PROMPT 1 ::
Quote the flashcards on electric potential energy word for word, starting at "It can be defined" and ending at "a uniform field?".

# start of PROVIDED PASSAGE

Electric Potential Energy and Electric Potential

This set of flashcards covers key concepts related to electric potential energy, electric potential, and their differences. It includes definitions, equations, and the principles surrounding how charges behave in electric fields.

What is the relationship between work and gravitational potential energy when moving upwards against gravity?

The work done is negative, and the change in potential energy increases, given by ΔPEg = m g Δy.

What happens to potential energy when an object is moved downwards against gravity?

The change in potential energy is negative.

How is electric potential energy for a charge in a uniform electric field defined?

It can be defined analogously to gravitational potential energy, with ΔEPEe = |q| E Δy for a positive charge moving against the field.

For a positive charge, what is the relationship between movement with and against the electric field?

Moving against the field increases electric potential energy, while moving with the field decreases electric potential energy.

What is the general equation for electric potential energy change for any charge in a uniform field?

ΔEPEe = q E d.

What are equipotential lines and how are they oriented in relation to the electric field?

Equipotential lines are perpendicular to the electric field and parallel to the plates of a capacitor.

What is the equation for electric potential (V) in uniform electric fields?

ΔV = ΔEPEe/q, simplifying to ΔV = E d when moving against the field.

How does the electric potential behave as one moves closer to a positive point charge?

The electric potential increases as one gets closer to a positive charge.

What is the formula for electric potential due to a point charge?

V = k q/r, where r is the distance from the charge.

When calculating total electric potential for multiple point charges, what is the approach?

Total potential is the sum of potentials from each charge: V = V1 + V2 + V3 + … .

# end of PROVIDED PASSAGE

PROMPT 2 ::
How many lines in the records below contain the word "dark"? Reply with the number alone.

# start of RECORDS SUPPLIED

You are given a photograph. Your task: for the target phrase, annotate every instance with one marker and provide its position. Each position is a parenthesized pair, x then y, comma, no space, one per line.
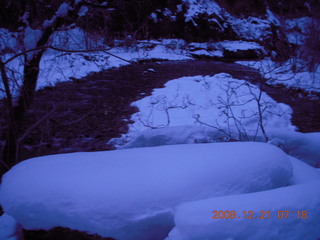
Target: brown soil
(90,111)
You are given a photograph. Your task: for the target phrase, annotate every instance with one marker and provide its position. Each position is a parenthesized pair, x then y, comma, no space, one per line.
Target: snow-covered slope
(294,214)
(127,194)
(226,104)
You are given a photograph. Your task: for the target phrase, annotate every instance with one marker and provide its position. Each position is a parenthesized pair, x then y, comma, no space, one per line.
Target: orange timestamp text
(283,214)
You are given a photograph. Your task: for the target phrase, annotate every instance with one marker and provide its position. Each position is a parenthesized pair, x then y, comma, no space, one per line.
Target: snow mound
(194,220)
(220,101)
(304,146)
(175,135)
(302,172)
(122,193)
(8,228)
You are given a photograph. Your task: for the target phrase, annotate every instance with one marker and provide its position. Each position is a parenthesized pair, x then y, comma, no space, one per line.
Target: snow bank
(304,146)
(224,103)
(8,228)
(175,135)
(282,73)
(122,193)
(194,220)
(302,172)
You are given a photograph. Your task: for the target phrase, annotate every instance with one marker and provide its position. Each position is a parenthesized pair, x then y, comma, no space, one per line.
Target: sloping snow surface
(131,194)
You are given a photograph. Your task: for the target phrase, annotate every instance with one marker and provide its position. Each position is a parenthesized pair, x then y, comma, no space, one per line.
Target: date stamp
(259,214)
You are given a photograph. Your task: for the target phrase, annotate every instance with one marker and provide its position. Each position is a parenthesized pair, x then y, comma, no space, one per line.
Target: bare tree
(35,37)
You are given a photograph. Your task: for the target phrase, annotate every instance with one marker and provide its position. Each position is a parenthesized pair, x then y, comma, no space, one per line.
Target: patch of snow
(8,227)
(303,173)
(208,100)
(118,193)
(304,146)
(282,73)
(175,135)
(194,220)
(196,7)
(239,45)
(63,10)
(83,11)
(297,29)
(251,28)
(272,18)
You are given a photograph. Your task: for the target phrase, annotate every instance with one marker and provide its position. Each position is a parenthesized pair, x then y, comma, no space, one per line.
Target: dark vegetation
(82,115)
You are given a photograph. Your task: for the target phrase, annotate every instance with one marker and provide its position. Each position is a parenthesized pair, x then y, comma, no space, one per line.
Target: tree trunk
(17,113)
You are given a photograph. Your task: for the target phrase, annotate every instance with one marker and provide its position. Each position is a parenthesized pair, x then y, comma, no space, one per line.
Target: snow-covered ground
(282,73)
(144,193)
(227,105)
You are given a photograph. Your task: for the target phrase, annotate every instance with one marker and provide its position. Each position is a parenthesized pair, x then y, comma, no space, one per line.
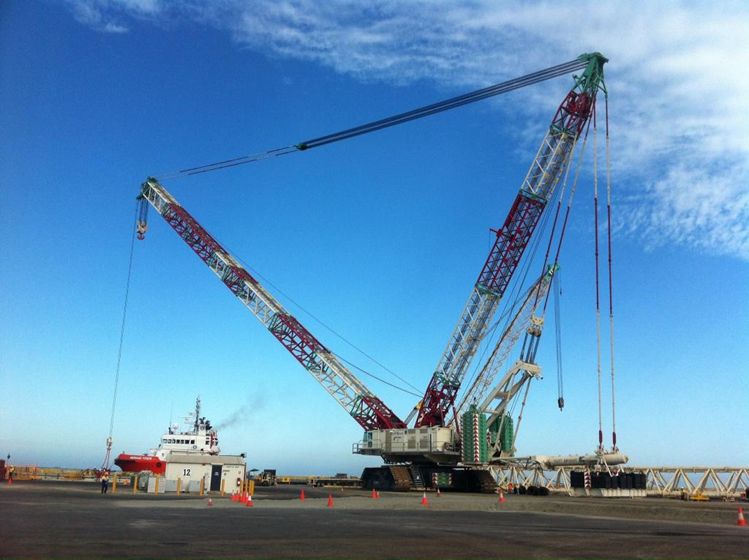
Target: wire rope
(598,297)
(611,281)
(105,464)
(373,126)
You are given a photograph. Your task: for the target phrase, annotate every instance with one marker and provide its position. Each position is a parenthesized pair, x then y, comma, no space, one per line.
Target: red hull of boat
(139,463)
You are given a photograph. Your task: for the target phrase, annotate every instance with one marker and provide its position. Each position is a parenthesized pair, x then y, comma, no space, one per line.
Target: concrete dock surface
(73,520)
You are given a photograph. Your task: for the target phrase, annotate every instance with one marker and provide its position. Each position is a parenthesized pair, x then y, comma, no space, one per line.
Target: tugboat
(202,439)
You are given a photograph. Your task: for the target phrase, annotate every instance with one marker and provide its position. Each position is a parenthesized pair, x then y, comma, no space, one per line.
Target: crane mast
(366,408)
(511,241)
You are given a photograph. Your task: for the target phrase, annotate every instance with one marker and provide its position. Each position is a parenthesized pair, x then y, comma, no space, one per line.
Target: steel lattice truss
(512,239)
(368,410)
(713,482)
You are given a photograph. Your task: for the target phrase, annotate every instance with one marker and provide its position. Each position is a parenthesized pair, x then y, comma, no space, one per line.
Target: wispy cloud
(679,108)
(107,16)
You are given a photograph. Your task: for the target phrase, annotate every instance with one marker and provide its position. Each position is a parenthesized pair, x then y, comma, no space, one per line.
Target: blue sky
(380,237)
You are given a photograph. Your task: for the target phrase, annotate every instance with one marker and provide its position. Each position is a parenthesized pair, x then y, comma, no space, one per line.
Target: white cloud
(679,108)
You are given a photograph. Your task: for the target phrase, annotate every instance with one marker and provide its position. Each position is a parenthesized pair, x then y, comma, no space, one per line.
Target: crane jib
(512,239)
(368,410)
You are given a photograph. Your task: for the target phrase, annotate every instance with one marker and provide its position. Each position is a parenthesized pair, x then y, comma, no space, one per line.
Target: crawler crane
(432,448)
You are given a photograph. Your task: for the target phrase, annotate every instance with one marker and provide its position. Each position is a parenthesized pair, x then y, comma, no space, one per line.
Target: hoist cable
(447,104)
(598,298)
(372,375)
(611,282)
(122,339)
(570,200)
(434,108)
(557,287)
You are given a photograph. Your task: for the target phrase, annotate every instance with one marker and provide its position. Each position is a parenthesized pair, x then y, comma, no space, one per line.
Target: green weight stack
(475,443)
(505,431)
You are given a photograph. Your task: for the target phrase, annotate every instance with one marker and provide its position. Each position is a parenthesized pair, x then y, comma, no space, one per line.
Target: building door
(215,478)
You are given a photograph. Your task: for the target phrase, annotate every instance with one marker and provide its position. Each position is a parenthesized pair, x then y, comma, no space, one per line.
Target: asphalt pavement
(45,520)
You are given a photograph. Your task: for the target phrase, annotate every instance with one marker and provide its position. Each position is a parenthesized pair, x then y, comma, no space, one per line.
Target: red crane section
(511,241)
(366,408)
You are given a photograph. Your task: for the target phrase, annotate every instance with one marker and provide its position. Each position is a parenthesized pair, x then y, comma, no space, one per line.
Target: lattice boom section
(464,342)
(367,410)
(510,244)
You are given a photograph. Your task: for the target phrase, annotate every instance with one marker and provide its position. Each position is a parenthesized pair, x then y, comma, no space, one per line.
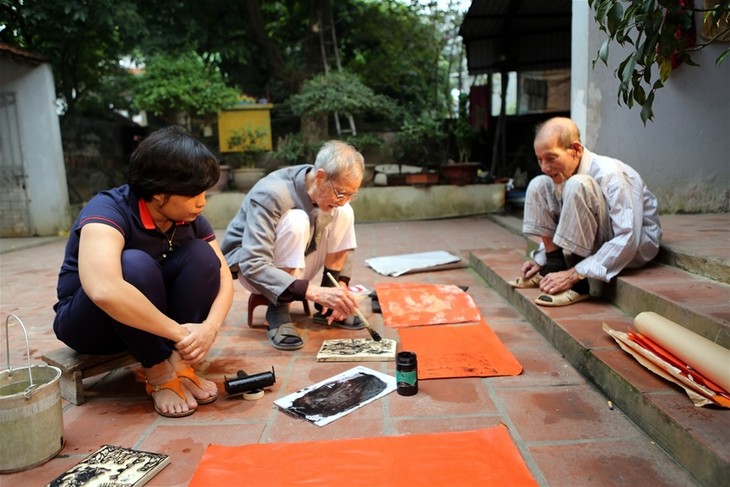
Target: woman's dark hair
(170,161)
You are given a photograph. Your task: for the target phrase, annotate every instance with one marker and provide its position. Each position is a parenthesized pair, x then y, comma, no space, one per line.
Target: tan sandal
(175,386)
(521,283)
(189,374)
(561,299)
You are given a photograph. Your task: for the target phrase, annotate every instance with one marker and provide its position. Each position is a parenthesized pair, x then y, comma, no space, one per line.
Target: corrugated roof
(517,35)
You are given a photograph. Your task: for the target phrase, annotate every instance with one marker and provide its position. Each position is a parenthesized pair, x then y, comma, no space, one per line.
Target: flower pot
(422,178)
(460,173)
(222,183)
(245,177)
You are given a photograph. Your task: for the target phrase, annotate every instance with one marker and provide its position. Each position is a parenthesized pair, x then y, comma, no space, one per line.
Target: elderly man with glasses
(294,224)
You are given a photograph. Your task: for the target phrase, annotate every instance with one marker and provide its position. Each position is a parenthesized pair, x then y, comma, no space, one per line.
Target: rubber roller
(249,385)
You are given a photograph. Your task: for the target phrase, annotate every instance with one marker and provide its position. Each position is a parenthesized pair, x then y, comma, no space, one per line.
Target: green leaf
(721,58)
(665,69)
(603,53)
(646,111)
(639,95)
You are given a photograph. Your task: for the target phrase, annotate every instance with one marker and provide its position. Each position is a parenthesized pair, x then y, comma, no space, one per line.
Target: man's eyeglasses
(341,196)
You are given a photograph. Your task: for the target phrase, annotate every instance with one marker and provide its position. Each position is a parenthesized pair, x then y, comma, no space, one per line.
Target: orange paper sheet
(459,351)
(470,458)
(411,304)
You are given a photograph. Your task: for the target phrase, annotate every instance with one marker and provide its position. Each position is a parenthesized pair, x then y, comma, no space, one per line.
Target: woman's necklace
(169,241)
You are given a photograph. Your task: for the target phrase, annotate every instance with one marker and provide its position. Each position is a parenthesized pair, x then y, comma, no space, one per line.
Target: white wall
(684,154)
(40,136)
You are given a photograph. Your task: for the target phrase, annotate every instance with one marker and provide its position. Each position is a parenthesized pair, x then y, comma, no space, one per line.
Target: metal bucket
(31,419)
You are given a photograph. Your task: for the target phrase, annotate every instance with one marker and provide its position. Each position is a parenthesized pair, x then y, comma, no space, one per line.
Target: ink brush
(373,334)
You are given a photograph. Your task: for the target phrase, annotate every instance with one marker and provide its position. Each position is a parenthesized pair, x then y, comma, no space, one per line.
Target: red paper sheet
(411,304)
(459,351)
(470,458)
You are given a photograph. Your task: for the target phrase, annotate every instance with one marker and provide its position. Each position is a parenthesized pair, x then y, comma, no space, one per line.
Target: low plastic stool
(259,299)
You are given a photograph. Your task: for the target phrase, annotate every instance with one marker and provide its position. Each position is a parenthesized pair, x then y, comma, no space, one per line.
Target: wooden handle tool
(373,334)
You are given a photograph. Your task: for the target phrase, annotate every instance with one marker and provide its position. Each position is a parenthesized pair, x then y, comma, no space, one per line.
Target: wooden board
(357,350)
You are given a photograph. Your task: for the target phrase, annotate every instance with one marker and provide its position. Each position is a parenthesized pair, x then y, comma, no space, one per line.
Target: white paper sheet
(397,265)
(337,396)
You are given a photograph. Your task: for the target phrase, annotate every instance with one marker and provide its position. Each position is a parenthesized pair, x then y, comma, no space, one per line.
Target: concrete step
(696,300)
(694,437)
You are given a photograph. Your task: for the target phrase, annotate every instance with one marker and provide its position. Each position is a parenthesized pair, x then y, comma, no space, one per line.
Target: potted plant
(247,144)
(462,171)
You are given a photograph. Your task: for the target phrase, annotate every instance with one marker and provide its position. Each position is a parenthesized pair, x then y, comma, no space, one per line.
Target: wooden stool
(75,367)
(259,299)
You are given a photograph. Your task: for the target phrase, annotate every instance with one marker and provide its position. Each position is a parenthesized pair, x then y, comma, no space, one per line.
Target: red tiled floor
(559,422)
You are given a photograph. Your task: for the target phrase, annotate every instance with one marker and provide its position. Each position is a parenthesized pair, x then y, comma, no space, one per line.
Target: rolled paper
(706,357)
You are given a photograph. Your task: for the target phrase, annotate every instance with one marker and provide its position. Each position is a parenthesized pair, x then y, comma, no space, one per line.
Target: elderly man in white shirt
(594,215)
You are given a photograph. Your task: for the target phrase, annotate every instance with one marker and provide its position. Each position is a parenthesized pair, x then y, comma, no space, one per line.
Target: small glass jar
(406,373)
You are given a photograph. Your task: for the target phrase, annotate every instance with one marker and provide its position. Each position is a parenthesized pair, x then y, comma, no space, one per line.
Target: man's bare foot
(165,389)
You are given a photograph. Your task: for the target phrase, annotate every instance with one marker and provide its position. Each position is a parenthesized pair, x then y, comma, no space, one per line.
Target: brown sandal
(189,374)
(175,386)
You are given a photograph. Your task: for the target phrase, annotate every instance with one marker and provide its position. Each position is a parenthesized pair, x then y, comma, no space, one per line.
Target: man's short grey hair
(340,160)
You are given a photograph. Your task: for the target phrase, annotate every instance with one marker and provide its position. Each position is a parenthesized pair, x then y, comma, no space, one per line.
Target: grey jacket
(248,244)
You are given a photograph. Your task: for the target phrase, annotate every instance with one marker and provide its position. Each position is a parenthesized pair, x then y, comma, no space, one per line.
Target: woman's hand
(195,346)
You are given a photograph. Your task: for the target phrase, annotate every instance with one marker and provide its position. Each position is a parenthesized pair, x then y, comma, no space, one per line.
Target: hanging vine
(662,35)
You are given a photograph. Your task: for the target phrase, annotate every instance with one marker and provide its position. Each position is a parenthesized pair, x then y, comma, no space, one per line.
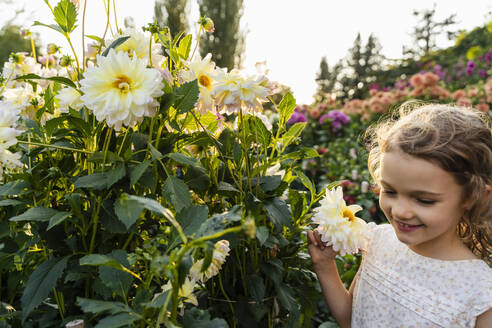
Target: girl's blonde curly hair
(457,139)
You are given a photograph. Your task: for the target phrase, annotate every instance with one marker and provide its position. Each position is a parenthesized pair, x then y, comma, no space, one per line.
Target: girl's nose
(402,210)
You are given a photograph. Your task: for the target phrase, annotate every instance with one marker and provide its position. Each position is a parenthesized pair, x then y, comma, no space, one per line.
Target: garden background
(184,215)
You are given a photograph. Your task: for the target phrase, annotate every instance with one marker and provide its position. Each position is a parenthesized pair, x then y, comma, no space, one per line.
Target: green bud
(65,61)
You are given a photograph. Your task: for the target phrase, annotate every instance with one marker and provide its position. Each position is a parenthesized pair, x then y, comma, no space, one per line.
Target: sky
(290,35)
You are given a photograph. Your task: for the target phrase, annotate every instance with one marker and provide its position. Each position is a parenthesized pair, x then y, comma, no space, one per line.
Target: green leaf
(97,306)
(176,192)
(197,178)
(292,134)
(196,318)
(278,212)
(185,46)
(186,96)
(258,130)
(10,202)
(115,44)
(256,287)
(65,15)
(154,206)
(52,26)
(96,181)
(286,108)
(137,172)
(40,284)
(183,159)
(118,320)
(59,79)
(17,187)
(36,214)
(301,153)
(127,210)
(57,219)
(262,234)
(116,174)
(286,297)
(306,182)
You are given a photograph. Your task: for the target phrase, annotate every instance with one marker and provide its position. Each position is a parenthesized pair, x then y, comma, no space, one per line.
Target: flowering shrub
(129,196)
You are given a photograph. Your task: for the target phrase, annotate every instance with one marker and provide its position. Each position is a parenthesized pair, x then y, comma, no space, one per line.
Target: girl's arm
(484,320)
(336,296)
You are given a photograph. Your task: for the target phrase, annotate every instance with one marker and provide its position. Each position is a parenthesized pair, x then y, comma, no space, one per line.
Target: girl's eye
(426,201)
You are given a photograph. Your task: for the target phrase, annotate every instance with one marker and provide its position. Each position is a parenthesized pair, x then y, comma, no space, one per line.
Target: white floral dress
(397,287)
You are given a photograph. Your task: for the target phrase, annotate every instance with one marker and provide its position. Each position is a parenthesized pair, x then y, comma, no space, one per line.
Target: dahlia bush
(141,185)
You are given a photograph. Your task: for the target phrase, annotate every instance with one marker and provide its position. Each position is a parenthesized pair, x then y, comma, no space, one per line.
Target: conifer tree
(173,14)
(226,43)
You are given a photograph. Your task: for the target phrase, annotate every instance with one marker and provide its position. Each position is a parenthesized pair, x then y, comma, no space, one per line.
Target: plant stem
(83,35)
(53,146)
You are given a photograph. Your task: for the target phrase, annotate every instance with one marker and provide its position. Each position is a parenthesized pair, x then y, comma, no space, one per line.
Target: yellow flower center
(205,81)
(348,214)
(122,82)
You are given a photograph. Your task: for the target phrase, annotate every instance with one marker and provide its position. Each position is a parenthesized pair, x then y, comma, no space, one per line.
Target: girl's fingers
(312,238)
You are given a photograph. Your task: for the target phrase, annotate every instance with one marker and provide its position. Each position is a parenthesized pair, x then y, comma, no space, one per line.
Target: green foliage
(227,41)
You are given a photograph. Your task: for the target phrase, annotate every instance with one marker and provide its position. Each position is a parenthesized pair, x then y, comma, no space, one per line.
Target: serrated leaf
(185,46)
(97,306)
(57,219)
(40,284)
(118,320)
(35,214)
(186,96)
(13,188)
(262,234)
(65,14)
(278,212)
(127,210)
(115,174)
(96,181)
(286,108)
(138,171)
(182,159)
(176,192)
(52,26)
(259,131)
(256,287)
(59,79)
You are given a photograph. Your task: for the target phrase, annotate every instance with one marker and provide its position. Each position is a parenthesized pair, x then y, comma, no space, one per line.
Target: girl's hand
(320,253)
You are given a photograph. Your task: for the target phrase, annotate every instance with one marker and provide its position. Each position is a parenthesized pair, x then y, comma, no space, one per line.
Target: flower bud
(207,23)
(364,187)
(52,48)
(65,61)
(249,227)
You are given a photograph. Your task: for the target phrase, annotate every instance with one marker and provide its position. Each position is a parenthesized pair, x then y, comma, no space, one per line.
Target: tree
(173,14)
(226,43)
(11,41)
(426,30)
(359,68)
(326,80)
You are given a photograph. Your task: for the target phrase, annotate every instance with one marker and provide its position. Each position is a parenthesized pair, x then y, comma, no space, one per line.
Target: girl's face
(422,202)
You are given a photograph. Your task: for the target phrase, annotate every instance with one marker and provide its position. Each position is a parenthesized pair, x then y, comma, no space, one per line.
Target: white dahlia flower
(204,71)
(233,92)
(221,251)
(121,90)
(138,44)
(338,225)
(68,97)
(8,134)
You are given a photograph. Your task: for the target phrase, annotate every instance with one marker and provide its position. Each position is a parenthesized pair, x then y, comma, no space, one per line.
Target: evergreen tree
(326,80)
(426,30)
(226,43)
(173,14)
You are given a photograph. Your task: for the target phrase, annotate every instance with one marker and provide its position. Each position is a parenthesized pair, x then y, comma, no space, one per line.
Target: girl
(430,266)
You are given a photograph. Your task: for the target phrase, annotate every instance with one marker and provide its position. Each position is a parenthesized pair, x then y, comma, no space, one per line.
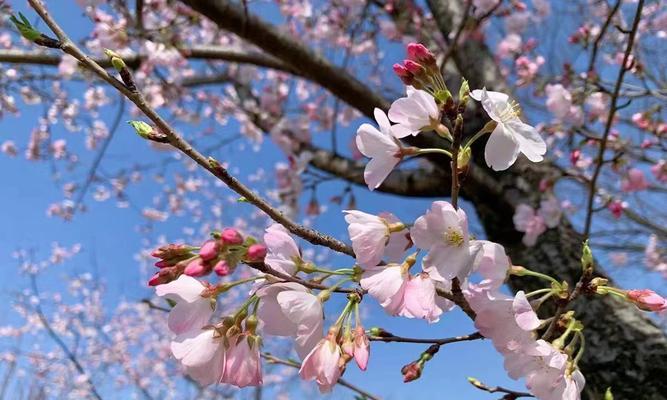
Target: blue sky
(110,240)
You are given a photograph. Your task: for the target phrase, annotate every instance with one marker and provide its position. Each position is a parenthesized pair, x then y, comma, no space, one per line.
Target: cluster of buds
(220,255)
(421,70)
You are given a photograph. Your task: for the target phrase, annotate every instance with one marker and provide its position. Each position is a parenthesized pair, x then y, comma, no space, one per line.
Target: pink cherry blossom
(381,147)
(647,300)
(242,362)
(202,354)
(192,311)
(257,252)
(491,261)
(634,181)
(401,294)
(369,234)
(414,113)
(289,309)
(511,136)
(231,236)
(283,253)
(323,364)
(362,348)
(443,231)
(209,250)
(526,220)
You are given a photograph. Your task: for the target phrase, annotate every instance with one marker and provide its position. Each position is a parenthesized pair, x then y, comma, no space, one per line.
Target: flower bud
(411,371)
(196,268)
(647,300)
(256,252)
(419,53)
(209,250)
(362,348)
(231,236)
(143,129)
(221,268)
(405,76)
(586,258)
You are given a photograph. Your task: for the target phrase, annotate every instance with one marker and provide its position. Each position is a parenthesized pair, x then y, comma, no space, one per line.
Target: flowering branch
(184,146)
(275,360)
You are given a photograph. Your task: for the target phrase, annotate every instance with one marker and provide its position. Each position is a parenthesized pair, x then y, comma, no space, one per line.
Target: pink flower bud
(231,236)
(411,371)
(406,77)
(361,348)
(196,267)
(163,264)
(414,68)
(616,208)
(256,252)
(222,268)
(419,53)
(647,300)
(209,250)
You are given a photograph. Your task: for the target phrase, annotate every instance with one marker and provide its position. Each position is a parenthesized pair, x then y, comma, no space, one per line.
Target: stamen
(454,237)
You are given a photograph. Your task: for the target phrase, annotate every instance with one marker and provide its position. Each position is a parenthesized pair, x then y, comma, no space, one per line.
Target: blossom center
(454,237)
(511,111)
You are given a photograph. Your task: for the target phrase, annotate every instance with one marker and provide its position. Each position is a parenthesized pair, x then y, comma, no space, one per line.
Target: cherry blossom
(647,300)
(288,309)
(192,311)
(511,136)
(322,363)
(415,113)
(381,147)
(243,366)
(443,231)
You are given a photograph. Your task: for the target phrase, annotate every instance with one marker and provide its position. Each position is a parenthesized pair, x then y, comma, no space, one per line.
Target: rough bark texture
(625,349)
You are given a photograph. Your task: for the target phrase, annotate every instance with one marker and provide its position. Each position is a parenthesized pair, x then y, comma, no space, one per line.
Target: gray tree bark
(626,350)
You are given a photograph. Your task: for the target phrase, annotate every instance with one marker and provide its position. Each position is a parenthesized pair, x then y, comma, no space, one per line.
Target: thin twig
(275,360)
(185,147)
(400,339)
(610,120)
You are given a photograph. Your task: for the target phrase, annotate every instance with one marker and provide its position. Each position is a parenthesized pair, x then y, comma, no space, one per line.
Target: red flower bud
(222,268)
(419,53)
(406,77)
(411,371)
(647,300)
(256,252)
(196,267)
(231,236)
(209,250)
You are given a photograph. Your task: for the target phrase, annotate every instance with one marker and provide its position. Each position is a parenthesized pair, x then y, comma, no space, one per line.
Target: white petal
(185,288)
(501,149)
(531,143)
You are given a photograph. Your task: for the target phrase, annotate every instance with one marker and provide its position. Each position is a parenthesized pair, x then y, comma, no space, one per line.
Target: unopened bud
(463,157)
(142,129)
(209,250)
(221,268)
(231,236)
(116,60)
(411,371)
(464,93)
(196,268)
(586,258)
(256,252)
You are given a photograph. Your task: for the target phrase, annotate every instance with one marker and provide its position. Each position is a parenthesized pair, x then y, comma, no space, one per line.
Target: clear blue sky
(110,240)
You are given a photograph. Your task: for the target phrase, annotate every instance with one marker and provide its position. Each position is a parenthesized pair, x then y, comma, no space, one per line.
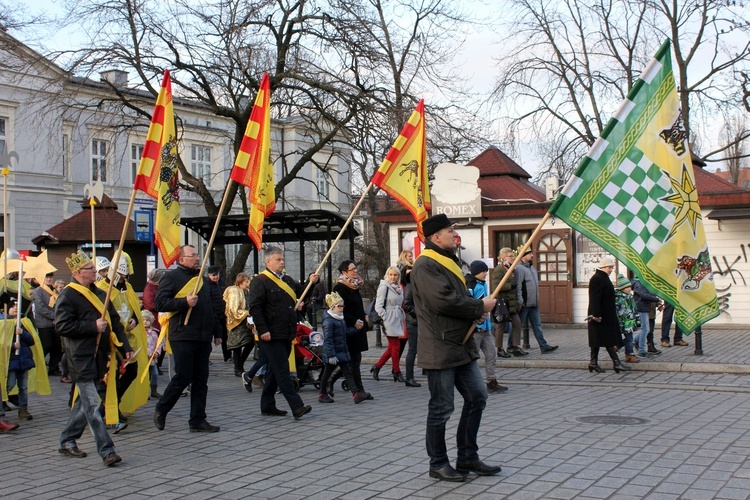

# end of RECORDS SUPPLIED

TASK OUTPUT 1 ::
It can be defined analogously to gravitational potential energy, with ΔEPEe = |q| E Δy for a positive charge moving against the field.

For a positive charge, what is the relationship between movement with and against the electric field?

Moving against the field increases electric potential energy, while moving with the field decreases electric potential energy.

What is the general equation for electric potential energy change for any charge in a uniform field?

TASK OUTPUT 2 ::
2